> [Stated goal] List each line from the rows below that contains the string "shirt", copying every such line in full.
**** Input rows
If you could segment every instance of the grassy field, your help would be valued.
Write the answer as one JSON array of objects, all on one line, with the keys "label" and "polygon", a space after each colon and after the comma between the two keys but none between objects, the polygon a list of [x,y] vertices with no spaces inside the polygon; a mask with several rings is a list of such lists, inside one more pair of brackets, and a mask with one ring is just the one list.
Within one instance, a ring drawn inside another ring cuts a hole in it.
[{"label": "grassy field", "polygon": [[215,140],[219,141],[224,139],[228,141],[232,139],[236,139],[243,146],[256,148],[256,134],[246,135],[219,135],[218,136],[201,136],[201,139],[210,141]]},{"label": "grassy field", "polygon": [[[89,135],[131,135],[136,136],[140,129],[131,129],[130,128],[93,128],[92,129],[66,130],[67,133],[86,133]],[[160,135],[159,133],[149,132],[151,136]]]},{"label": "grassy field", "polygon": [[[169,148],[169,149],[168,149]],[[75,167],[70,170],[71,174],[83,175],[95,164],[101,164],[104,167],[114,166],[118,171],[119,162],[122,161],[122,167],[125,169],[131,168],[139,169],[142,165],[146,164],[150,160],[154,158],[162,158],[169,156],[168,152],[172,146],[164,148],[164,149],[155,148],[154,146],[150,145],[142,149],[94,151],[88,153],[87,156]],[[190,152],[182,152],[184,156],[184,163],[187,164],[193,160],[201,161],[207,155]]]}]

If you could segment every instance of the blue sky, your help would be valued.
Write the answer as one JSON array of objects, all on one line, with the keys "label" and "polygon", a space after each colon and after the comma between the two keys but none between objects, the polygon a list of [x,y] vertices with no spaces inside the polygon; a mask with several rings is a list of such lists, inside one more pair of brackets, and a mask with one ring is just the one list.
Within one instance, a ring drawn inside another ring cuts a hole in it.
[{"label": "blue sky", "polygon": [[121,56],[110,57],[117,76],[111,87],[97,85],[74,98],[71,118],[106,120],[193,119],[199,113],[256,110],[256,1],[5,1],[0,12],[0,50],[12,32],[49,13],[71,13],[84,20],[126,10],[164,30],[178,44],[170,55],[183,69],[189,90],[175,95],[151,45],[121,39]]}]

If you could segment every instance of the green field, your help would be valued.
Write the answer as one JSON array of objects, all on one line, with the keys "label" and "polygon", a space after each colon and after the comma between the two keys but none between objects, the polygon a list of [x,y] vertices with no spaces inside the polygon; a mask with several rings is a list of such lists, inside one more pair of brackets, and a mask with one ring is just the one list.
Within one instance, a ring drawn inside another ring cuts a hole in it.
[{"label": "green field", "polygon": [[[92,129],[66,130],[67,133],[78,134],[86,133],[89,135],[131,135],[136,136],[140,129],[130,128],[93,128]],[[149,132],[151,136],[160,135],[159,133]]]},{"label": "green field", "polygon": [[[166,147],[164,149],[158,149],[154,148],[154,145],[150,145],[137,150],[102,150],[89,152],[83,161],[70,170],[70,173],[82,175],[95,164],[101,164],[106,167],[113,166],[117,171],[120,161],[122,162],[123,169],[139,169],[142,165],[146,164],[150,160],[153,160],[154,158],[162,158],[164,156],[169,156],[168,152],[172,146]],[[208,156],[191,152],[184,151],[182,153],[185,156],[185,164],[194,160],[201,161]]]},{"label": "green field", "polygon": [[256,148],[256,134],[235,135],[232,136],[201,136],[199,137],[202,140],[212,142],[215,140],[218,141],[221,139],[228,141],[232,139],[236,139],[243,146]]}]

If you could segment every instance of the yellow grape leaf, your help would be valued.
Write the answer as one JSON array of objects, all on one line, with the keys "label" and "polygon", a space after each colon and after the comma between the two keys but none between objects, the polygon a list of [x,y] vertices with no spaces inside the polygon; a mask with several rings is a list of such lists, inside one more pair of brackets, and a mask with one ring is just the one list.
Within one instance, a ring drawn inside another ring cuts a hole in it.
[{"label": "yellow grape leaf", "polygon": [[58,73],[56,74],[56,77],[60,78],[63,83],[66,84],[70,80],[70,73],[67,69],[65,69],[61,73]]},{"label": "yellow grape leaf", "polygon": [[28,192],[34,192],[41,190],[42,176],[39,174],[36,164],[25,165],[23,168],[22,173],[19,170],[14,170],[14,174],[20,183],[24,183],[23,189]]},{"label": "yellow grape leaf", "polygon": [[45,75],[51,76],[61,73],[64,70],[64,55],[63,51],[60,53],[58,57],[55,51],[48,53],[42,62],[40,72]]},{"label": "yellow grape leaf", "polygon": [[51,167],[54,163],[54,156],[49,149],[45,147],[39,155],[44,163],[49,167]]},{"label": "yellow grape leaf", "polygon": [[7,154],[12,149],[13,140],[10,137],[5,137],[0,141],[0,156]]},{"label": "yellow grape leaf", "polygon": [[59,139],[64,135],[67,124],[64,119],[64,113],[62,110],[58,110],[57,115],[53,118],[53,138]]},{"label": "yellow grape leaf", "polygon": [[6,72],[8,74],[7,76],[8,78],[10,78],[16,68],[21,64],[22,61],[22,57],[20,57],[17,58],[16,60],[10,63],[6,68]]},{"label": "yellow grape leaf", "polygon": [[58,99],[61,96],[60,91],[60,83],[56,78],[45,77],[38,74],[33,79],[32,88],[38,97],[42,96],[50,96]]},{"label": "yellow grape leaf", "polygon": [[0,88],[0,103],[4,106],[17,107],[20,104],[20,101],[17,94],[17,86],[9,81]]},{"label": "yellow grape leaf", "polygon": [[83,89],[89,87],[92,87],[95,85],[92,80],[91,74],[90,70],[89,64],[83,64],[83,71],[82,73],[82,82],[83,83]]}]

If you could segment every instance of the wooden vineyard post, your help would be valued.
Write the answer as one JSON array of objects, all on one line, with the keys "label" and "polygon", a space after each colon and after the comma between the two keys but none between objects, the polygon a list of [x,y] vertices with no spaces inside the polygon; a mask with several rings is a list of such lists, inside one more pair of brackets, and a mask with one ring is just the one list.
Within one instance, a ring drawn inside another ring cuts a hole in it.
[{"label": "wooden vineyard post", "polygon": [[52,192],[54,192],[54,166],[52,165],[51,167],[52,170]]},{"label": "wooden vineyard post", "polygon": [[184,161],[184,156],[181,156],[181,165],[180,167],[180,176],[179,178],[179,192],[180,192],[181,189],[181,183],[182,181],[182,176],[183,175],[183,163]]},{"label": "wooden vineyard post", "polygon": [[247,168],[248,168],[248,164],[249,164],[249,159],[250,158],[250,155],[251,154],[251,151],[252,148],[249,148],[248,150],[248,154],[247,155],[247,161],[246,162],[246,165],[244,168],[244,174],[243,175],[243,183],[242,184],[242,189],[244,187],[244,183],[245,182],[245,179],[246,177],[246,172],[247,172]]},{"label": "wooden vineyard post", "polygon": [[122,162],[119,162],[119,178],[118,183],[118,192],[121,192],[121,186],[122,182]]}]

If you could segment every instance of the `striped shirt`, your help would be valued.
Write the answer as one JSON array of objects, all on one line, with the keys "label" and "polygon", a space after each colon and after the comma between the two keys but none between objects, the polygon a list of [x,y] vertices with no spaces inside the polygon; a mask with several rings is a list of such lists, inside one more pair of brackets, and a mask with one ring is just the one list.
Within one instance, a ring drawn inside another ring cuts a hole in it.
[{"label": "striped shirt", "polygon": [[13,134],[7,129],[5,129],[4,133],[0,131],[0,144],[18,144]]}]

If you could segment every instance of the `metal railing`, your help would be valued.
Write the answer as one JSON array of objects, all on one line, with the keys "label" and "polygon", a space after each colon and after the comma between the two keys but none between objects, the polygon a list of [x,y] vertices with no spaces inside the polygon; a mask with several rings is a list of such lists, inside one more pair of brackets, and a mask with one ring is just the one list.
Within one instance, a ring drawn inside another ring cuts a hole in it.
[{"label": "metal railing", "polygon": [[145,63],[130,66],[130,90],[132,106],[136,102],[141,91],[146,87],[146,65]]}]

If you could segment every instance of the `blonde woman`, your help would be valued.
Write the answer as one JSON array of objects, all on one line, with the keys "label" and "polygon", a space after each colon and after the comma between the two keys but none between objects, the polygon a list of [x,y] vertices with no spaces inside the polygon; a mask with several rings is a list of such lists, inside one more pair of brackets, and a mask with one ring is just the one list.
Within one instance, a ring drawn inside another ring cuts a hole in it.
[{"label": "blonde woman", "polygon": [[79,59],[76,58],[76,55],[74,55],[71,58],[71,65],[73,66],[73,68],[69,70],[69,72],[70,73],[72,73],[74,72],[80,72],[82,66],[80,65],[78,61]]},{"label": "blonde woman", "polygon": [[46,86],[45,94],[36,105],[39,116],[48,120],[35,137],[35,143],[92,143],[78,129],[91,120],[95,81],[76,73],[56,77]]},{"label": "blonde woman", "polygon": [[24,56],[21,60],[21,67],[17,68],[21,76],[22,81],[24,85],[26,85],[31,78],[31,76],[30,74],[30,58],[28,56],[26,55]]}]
********
> [Correct output]
If you could segment every instance of the `striped shirt`, your help would be valued.
[{"label": "striped shirt", "polygon": [[13,134],[7,129],[5,129],[4,133],[0,131],[0,144],[18,144]]}]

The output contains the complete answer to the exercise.